Data under study START

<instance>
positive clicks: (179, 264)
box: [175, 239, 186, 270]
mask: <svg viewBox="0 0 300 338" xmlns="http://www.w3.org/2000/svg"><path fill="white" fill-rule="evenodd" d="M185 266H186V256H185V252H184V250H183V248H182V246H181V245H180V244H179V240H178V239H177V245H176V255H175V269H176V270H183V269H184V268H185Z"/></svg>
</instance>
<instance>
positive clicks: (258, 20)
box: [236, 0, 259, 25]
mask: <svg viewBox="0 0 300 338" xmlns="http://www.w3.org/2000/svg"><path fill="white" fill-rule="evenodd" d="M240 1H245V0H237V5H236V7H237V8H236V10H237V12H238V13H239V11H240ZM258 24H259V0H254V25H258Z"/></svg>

Data under study END

**Your instructions**
Which lines in the listing above include the string "clicks"? Copy each of them.

**The completed task**
positive clicks: (179, 264)
positive clicks: (258, 20)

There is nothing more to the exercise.